The traffic stream includes a combination of driver and vehicle behavior.
The driver or human behavior being non-uniform, traffic stream is also
non-uniform in nature.
It is influenced not only by the individual characteristics of both vehicle and
human but also by the way a group of such units interacts with each other.
Thus a flow of traffic through a street of defined characteristics will vary
both by location and time corresponding to the changes in the human behavior.
The traffic engineer, but for the purpose of planning and design, assumes
that these changes are within certain ranges which can be predicted.
For example, if the maximum permissible speed of a highway is 60 kmph, the
whole traffic stream can be assumed to move on an average speed of 40 kmph
rather than 100 or 20 kmph.
Thus the traffic stream itself is having some parameters on which the
characteristics can be predicted.
The parameters can be mainly classified as : measurements of quantity, which
includes density and flow of traffic and measurements of quality which includes
speed.

• Exercise task a:
Decide whether each statement agrees with the traffic stream text, answering yes or no and quoting the words of the text that settle it: (i) the traffic stream is non-uniform because driver behavior is non-uniform; (ii) speed is classed as a measurement of quantity; (iii) on a highway with a maximum permissible speed of 60 kmph, the whole traffic stream can be assumed to move at an average speed of 40 kmph.
The traffic stream text and the entries that come after it are drawn from unrelated sources.

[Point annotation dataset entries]
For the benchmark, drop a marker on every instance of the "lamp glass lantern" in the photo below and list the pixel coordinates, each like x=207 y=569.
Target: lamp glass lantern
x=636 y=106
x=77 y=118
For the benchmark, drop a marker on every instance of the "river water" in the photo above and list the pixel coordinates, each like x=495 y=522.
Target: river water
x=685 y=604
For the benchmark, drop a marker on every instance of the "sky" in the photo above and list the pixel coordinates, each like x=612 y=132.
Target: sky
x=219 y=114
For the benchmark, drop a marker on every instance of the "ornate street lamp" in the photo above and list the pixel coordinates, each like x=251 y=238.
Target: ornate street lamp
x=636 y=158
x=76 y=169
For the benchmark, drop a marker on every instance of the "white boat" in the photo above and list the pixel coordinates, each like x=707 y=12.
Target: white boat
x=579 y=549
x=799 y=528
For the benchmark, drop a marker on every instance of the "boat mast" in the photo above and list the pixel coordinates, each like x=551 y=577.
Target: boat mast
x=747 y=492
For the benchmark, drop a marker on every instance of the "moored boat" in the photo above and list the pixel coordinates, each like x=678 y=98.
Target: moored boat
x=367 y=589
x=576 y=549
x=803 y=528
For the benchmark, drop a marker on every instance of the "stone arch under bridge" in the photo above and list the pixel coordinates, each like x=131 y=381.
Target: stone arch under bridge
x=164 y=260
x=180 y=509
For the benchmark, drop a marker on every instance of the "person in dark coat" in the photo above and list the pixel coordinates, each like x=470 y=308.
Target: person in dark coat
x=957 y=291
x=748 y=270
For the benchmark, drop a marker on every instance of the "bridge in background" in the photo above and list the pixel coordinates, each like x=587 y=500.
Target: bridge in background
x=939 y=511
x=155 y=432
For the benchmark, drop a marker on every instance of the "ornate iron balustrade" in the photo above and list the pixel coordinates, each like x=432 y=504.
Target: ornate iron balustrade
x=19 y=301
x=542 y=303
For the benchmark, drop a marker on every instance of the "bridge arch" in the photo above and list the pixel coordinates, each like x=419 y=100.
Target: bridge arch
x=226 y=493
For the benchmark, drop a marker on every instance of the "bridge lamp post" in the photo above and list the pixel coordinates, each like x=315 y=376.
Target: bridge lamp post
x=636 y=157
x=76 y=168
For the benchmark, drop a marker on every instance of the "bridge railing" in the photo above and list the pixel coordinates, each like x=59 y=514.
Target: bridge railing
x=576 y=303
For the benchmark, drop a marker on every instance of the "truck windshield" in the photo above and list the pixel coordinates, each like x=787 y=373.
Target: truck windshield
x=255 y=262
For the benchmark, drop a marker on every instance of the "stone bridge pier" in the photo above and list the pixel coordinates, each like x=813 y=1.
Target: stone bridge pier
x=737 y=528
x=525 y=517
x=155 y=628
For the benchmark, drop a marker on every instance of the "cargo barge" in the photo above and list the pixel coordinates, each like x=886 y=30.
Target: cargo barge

• Exercise task b:
Output the entry lines as a Markdown table with the columns Row and Entry line, starting at the line that contains "like x=551 y=577." and ending at the line that contains "x=180 y=509", with both of those lines included and blank lines left out.

• Final answer a:
(i) Yes: "The driver or human behavior being non-uniform, traffic stream is also non-uniform in nature."
(ii) No: "measurements of quality which includes speed."
(iii) Yes: "the whole traffic stream can be assumed to move on an average speed of 40 kmph."

• Final answer b:
| Row | Entry line |
|---|---|
| 1 | For the benchmark, drop a marker on every instance of the "boat mast" in the photo above and list the pixel coordinates, each like x=551 y=577. |
| 2 | Target: boat mast |
| 3 | x=747 y=492 |
| 4 | For the benchmark, drop a marker on every instance of the "moored boat" in the photo above and list the pixel coordinates, each like x=678 y=98. |
| 5 | Target: moored boat |
| 6 | x=367 y=589 |
| 7 | x=576 y=549 |
| 8 | x=803 y=528 |
| 9 | For the benchmark, drop a marker on every instance of the "stone arch under bridge" in the photo above and list the pixel coordinates, each like x=131 y=381. |
| 10 | Target: stone arch under bridge |
| 11 | x=164 y=260 |
| 12 | x=180 y=509 |